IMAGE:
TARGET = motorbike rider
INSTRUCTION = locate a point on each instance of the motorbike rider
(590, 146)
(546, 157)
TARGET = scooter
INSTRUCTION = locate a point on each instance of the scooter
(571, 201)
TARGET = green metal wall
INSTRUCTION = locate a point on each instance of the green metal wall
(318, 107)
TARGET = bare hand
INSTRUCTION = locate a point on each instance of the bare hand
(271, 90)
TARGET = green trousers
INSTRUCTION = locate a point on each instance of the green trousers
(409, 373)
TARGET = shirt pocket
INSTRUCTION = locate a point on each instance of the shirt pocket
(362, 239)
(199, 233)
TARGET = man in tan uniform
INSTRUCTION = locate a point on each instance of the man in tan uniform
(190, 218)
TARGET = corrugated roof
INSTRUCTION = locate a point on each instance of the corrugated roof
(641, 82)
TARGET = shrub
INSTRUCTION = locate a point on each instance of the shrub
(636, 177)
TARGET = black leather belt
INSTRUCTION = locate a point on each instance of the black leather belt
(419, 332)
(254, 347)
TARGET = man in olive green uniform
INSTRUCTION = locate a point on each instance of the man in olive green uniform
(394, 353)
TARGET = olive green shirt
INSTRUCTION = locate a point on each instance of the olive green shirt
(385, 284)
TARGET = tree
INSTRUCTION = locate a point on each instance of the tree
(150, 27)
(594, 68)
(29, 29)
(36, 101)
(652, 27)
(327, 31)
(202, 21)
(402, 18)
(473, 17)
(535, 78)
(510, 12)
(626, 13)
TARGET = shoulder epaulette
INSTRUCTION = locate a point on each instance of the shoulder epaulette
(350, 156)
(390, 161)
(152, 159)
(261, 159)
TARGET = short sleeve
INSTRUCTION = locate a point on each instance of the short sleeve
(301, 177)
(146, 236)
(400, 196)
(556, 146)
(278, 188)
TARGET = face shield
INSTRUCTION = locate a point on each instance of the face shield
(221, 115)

-*-

## Stated exercise
Swap "locate" for "mark" wherever it occurs in the entries above, and write all the entries out again with nothing else changed.

## Correct response
IMAGE:
TARGET = motorbike rider
INSTRUCTION = mark a point on each instance of the motorbike rider
(590, 146)
(546, 157)
TARGET = scooter
INSTRUCTION = mark a point on each instance of the scooter
(571, 201)
TARGET = green metal wall
INSTRUCTION = mark a point on each instance of the green metal wall
(318, 107)
TARGET = bare hand
INSTRUCTION = mark a point on each instance of the bare hand
(271, 90)
TARGET = green trousers
INSTRUCTION = mark a point on each instance of the green trousers
(409, 373)
TARGET = shirt pocket
INSTRUCTION = mark a point on each instance of the shirt pocket
(362, 239)
(199, 233)
TARGET = man in tan uniform
INSTRUCTION = mark a point on each instance of the man in tan uniform
(190, 218)
TARGET = corrugated roof
INSTRUCTION = mark a point on each instance of the corrugated roof
(641, 82)
TARGET = shrub
INSTRUCTION = mark a point on each instance of the shrub
(636, 177)
TARGET = black leather belt
INSTRUCTION = mark a point on each instance of the black leather belt
(419, 332)
(254, 347)
TARGET = man in olive green uniform
INSTRUCTION = mark a point on each instance of the man in olive green uniform
(394, 353)
TARGET = olive green shirt
INSTRUCTION = mark a point on each instance of the olive green shirt
(385, 284)
TARGET = tree
INSTRUCTION = mark a point on each instance of the tree
(150, 27)
(594, 68)
(29, 29)
(36, 101)
(652, 27)
(327, 31)
(202, 21)
(402, 18)
(473, 17)
(535, 78)
(510, 12)
(626, 13)
TARGET = shoulder epaulette
INSTRUCTION = mark a point on each instance of the shoulder epaulette
(350, 156)
(390, 161)
(152, 159)
(261, 159)
TARGET = short sleeve
INSTRUCTION = mark a point on each instance of the short sleeve
(301, 177)
(146, 236)
(400, 196)
(556, 146)
(278, 188)
TARGET = face shield
INSTRUCTION = mark a point on each instance of the face shield
(221, 115)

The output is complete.